--- begin THE RECORDS ---
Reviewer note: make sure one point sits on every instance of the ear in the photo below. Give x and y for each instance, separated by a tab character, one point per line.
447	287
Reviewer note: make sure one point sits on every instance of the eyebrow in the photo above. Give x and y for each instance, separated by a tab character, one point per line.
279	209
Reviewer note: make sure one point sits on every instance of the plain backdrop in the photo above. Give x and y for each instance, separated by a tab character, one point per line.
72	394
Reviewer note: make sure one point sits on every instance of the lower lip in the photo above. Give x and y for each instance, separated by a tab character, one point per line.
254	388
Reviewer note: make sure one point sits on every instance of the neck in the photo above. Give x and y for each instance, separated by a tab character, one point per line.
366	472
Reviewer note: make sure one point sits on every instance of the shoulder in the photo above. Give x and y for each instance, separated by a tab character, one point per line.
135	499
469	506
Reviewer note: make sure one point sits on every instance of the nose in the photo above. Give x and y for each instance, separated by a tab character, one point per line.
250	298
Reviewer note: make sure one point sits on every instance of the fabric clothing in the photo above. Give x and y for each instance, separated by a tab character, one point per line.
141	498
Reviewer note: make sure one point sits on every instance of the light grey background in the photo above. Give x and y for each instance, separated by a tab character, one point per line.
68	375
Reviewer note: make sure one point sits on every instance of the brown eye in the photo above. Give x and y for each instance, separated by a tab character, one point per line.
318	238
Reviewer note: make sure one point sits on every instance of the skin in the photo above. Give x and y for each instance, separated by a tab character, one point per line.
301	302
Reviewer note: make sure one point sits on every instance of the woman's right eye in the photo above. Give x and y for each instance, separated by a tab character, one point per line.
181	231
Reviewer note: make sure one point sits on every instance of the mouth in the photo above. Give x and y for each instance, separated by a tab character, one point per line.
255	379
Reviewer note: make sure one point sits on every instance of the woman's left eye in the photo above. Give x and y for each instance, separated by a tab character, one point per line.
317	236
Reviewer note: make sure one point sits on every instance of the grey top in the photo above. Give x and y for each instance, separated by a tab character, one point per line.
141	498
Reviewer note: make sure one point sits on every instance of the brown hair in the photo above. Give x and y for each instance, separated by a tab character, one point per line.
--- end THE RECORDS ---
EXERCISE INSTRUCTIONS ▸
Copy every line verbatim.

TASK RESPONSE ▸
Reviewer note: make sure one point sits on every instance of the ear in the photo below. Give x and y for each instance, separated by a tab character, one point per line.
447	287
Reviewer note: make sure one point sits on every instance of the eyebrow in the photo above. Give x and y for each instance, separated by a tab character, one point per line.
279	209
Reviewer note: make sure one point sits on every instance of the plain backdrop in the photo above. Give x and y for each instance, separated by a tab character, one point per line.
72	394
Reviewer note: make sure one point sits on every instance of the lower lip in the photo above. Give x and y for each instance, separated by a tab character, one point per line.
254	388
Reviewer note: make sure one point sits on every instance of the neck in the photo above. Give x and y for each instance, separated by a tab character, one point per line.
366	472
Reviewer note: make sure one point sits on every instance of the shoulder in the photo above. Give x and y for each instance, separated by a tab character, one point per line.
135	499
469	506
Reviewer note: make sure one point sits on every instance of the nose in the photo above. Give x and y for each instance, separated by a tab character, one point per line.
250	298
Reviewer note: make sure one point sits on every instance of the fabric clothing in the photo above. Give x and y for each instance, separated by a tab character, one point per line.
141	498
Reviewer note: make sure one point sits on every instance of the light grey background in the photo above. Give x and y for each instance, separated by a tab character, one point per line.
68	375
Reviewer note: make sure one point sits on every instance of the brown eye in the photo above. Give x and y for each instance, separated by a tab character, one point per line.
318	238
Reviewer note: make sure one point sits on every instance of the skin in the photo above. Give x and y for each instance, separated by a tab character, one point per line.
301	302
Reviewer note: make sure one point sits on every instance of the woman's right eye in the photo above. Give x and y for each instance, separated by a tab character, one point per line.
181	231
Reviewer note: make sure one point sits on every instance of the mouth in the photo above. Give x and y for each instance, separated by a tab character, one point per line.
255	379
Reviewer note: make sure one point sits on every instance of the woman's left eye in the photo above. Give x and y for each instance, separated by a tab character, one point per line.
317	236
Reviewer note: make sure one point sits on every instance of the grey top in the photo above. Give x and y for each instance, separated by a tab character, one point per line.
141	498
Reviewer note: make sure one point sits on every instance of the brown hair in the photo above. Give x and y for each instance, separated by a tab character, one point per line.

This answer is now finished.